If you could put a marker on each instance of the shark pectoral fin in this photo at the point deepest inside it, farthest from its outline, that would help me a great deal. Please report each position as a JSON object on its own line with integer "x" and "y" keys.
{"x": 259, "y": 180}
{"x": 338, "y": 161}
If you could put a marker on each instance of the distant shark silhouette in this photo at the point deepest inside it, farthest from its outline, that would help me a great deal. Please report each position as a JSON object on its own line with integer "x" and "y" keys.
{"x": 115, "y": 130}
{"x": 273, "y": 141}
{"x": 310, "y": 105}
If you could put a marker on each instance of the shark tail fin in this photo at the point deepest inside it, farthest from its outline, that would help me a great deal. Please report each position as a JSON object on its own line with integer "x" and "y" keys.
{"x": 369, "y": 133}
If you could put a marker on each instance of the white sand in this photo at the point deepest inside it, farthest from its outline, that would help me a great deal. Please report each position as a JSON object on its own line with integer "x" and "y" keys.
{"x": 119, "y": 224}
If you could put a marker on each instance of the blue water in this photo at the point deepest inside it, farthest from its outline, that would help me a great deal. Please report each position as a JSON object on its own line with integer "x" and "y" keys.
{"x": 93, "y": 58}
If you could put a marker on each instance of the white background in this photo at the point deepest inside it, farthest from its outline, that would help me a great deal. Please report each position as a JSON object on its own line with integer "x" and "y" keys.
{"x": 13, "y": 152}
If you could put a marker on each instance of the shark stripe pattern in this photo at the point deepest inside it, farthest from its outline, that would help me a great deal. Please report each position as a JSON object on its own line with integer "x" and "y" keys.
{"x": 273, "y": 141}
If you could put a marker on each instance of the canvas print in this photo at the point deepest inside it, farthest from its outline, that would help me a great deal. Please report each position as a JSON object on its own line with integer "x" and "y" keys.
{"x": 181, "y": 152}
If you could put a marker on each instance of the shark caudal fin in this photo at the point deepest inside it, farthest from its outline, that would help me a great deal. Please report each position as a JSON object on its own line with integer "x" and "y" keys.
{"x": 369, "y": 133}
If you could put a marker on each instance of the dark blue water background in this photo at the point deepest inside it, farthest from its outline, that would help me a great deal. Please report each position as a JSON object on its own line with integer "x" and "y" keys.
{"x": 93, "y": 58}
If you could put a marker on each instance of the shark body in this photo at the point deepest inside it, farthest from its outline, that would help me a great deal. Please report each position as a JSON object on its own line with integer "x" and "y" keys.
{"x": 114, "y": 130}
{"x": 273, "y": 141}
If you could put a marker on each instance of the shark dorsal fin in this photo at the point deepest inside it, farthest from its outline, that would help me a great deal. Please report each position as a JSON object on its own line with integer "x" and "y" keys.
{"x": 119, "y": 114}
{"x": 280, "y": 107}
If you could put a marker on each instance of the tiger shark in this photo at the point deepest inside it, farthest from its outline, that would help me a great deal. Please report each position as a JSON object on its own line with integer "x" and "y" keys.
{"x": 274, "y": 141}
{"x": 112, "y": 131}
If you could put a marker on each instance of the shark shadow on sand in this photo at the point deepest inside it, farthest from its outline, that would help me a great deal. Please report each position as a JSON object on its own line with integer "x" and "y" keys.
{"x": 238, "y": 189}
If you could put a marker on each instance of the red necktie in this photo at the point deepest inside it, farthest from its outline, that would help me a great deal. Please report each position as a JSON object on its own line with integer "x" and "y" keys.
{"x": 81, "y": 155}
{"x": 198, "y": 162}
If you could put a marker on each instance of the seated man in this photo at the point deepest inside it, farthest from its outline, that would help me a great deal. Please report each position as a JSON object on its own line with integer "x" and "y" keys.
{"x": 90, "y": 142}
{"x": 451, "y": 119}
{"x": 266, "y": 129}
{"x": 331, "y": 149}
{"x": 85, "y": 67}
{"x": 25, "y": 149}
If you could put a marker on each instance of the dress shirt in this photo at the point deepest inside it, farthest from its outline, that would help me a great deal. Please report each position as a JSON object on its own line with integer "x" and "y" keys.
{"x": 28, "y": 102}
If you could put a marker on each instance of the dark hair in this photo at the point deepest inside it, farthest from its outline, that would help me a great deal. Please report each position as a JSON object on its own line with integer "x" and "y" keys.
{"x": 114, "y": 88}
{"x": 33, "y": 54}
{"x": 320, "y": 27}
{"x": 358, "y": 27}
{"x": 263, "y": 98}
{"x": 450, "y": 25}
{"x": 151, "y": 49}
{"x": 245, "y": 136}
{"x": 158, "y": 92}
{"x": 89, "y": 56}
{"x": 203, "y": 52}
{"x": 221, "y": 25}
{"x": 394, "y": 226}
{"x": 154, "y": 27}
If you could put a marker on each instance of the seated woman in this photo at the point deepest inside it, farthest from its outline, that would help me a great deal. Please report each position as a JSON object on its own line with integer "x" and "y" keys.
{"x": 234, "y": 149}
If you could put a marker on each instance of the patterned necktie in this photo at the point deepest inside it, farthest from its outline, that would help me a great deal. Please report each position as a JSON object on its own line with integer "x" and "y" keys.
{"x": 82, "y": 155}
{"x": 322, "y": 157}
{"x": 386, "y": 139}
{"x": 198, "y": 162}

■ ■ ■ ■ ■ ■ ■

§ **Your goal**
Nothing but the lines from the one with "of the patterned" through the last line of the entries should be repeated, and those exactly.

§ **Reply**
If you could put a marker on each instance of the patterned necktie in this photo at the point deepest inside it, farthest from its outline, that would help me a great deal. Please report each position as a JSON object on its own line with integer "x" and "y" keys.
{"x": 82, "y": 155}
{"x": 322, "y": 157}
{"x": 386, "y": 139}
{"x": 198, "y": 162}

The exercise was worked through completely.